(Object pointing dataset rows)
┌────────
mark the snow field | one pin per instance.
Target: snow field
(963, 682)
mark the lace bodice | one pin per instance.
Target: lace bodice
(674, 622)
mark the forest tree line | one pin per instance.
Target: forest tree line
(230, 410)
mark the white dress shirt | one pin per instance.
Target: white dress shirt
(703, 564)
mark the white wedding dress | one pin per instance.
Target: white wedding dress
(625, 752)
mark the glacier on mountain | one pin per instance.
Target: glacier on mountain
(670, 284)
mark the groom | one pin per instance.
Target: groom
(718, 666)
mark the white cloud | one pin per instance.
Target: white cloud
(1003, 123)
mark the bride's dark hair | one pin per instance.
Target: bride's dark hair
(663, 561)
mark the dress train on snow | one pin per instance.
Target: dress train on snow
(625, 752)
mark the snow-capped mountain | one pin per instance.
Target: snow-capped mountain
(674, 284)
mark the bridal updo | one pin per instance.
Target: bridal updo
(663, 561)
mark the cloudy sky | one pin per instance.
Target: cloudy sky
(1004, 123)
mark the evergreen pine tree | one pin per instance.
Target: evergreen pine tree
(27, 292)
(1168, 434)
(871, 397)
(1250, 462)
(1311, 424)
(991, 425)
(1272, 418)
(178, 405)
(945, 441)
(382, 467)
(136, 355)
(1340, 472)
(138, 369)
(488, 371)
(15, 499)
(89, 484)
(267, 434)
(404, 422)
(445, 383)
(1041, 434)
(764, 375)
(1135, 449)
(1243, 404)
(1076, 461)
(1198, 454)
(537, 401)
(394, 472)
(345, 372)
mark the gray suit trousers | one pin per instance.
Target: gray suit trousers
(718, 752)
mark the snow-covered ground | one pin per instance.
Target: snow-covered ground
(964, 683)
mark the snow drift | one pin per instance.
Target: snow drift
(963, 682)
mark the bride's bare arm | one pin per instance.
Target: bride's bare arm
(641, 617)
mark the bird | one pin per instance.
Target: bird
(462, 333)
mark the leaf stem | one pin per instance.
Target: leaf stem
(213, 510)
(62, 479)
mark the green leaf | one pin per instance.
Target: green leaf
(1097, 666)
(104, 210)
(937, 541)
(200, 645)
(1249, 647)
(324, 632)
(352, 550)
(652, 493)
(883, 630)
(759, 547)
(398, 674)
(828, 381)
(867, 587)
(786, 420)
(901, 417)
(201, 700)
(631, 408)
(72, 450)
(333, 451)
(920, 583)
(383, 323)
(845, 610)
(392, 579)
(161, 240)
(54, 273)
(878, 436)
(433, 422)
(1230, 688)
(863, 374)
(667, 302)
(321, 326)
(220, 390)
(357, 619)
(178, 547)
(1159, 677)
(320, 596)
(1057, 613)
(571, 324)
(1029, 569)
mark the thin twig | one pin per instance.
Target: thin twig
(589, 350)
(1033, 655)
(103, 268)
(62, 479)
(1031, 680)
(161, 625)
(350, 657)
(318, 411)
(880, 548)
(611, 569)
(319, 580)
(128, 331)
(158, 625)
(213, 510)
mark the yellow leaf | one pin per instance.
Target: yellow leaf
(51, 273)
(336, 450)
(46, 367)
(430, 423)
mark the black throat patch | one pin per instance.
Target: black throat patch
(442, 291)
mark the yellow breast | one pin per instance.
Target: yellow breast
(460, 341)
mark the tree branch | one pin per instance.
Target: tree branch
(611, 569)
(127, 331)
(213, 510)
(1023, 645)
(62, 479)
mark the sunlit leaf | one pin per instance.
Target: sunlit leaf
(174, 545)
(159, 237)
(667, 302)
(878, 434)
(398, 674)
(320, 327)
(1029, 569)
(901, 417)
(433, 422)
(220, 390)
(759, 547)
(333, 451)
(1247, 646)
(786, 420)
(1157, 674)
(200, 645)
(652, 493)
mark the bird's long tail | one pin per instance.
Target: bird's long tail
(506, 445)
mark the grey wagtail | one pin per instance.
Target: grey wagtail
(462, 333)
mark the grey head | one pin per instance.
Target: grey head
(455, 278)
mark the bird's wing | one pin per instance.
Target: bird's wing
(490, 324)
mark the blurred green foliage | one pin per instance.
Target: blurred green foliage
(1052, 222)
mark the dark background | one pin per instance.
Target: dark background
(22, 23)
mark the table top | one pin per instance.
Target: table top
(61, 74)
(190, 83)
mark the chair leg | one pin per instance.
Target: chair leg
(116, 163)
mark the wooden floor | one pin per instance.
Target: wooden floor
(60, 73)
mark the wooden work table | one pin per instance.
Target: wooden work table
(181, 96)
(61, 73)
└────────
* **REQUEST**: Can you write out every line of the material above, character for character?

* **RESULT OF THIS TASK**:
mark the snow field | one pin per instance.
Target: snow field
(963, 682)
mark the lace bodice | one pin per instance.
Target: lace bodice
(674, 622)
mark the forest tree line | one pin per instance.
Target: forest tree line
(230, 410)
mark the white dress shirt | one pin per instance.
Target: white dress shirt
(703, 564)
mark the white wedding dress | one pin per instance.
Target: white wedding dress
(625, 752)
mark the glacier on mountain | one pin per instance.
Target: glacier on mountain
(670, 284)
mark the groom | one pin per instance.
Target: groom
(718, 666)
mark the white cloud | one pin per instance.
Target: white cloud
(1003, 123)
mark the bride's dark hair | one pin per instance.
Target: bride's dark hair
(663, 561)
mark the dress train on snow | one pin per instance.
Target: dress train on snow
(625, 752)
mark the snow-capped mountain | one pin per instance.
Target: snow-capped mountain
(674, 284)
mark the bridal updo | one pin per instance.
Target: bridal updo
(663, 561)
mark the cloudy sky | one pin per instance.
Target: cloudy sky
(1004, 123)
mark the evergreen pine tree | one pin per instance.
Target: evergreen pine tree
(27, 292)
(1168, 434)
(871, 397)
(1250, 462)
(1311, 424)
(991, 425)
(1272, 418)
(178, 405)
(945, 441)
(382, 467)
(136, 355)
(1340, 472)
(138, 369)
(488, 371)
(15, 499)
(89, 484)
(267, 434)
(404, 422)
(445, 383)
(1041, 434)
(764, 375)
(1135, 449)
(1243, 404)
(1076, 461)
(1198, 454)
(537, 401)
(394, 472)
(345, 372)
mark the gray suit trousers | one pin per instance.
Target: gray suit trousers
(718, 752)
mark the snow-covered ground | one pin per instance.
Target: snow-covered ground
(964, 683)
mark the snow drift | one pin per instance.
Target: snow drift
(963, 682)
mark the bride's bare arm | one pin per instance.
Target: bride's bare arm
(641, 617)
mark the bird | one pin per instance.
Target: bird
(462, 333)
mark the leaf stem | one pin per instance.
Target: leaf stem
(213, 510)
(62, 479)
mark the green leaf | one pin per instance.
Target: green leaf
(1097, 666)
(104, 210)
(937, 541)
(200, 645)
(1249, 647)
(324, 632)
(352, 550)
(652, 493)
(883, 630)
(759, 547)
(398, 674)
(828, 381)
(867, 587)
(786, 420)
(901, 417)
(201, 700)
(631, 408)
(72, 450)
(333, 451)
(920, 583)
(383, 323)
(845, 610)
(392, 579)
(161, 240)
(54, 273)
(878, 436)
(433, 422)
(1230, 688)
(863, 374)
(667, 302)
(321, 326)
(220, 390)
(357, 619)
(178, 547)
(1159, 677)
(320, 596)
(1057, 613)
(571, 324)
(1029, 569)
mark the thin twig | one pin per instance.
Target: thin twig
(589, 350)
(1033, 655)
(103, 268)
(62, 479)
(1031, 680)
(161, 625)
(350, 657)
(318, 411)
(880, 548)
(611, 569)
(319, 580)
(128, 331)
(158, 625)
(213, 510)
mark the yellow leaf | one pin per instance.
Target: yellow leaf
(51, 273)
(336, 450)
(46, 367)
(430, 423)
mark the black throat patch | one pin per instance.
Target: black throat patch
(442, 291)
mark the yellow breast | one pin per instance.
Target: yellow breast
(460, 341)
mark the tree branch | one pin per instance.
Target: tree branch
(611, 569)
(127, 331)
(213, 510)
(1023, 645)
(62, 479)
mark the sunlit leaf | one pin per instance.
Target: sunlit leaf
(174, 545)
(159, 237)
(667, 302)
(878, 434)
(398, 674)
(320, 327)
(1029, 569)
(901, 417)
(433, 422)
(220, 390)
(759, 547)
(333, 451)
(1247, 646)
(786, 420)
(1157, 674)
(200, 645)
(652, 493)
mark the bird's long tail | one pin per instance.
Target: bird's long tail
(506, 445)
mark the grey wagtail | one pin per instance.
Target: grey wagtail
(462, 333)
mark the grey head | one pin per instance.
Target: grey head
(455, 278)
mark the bird's wing | one pin per instance.
Target: bird's wing
(490, 324)
mark the blurred green foliage | one pin per instance.
Target: blurred green foliage
(1052, 222)
mark the dark background | one pin per instance.
Target: dark background
(22, 23)
mark the table top | one pin per instance.
Target: table top
(61, 74)
(190, 83)
mark the chair leg | one pin per instance.
Target: chair leg
(116, 163)
mark the wooden floor | one pin per instance.
Target: wooden floor
(60, 73)
mark the wooden work table | one pin per instance.
Target: wooden work table
(181, 96)
(61, 73)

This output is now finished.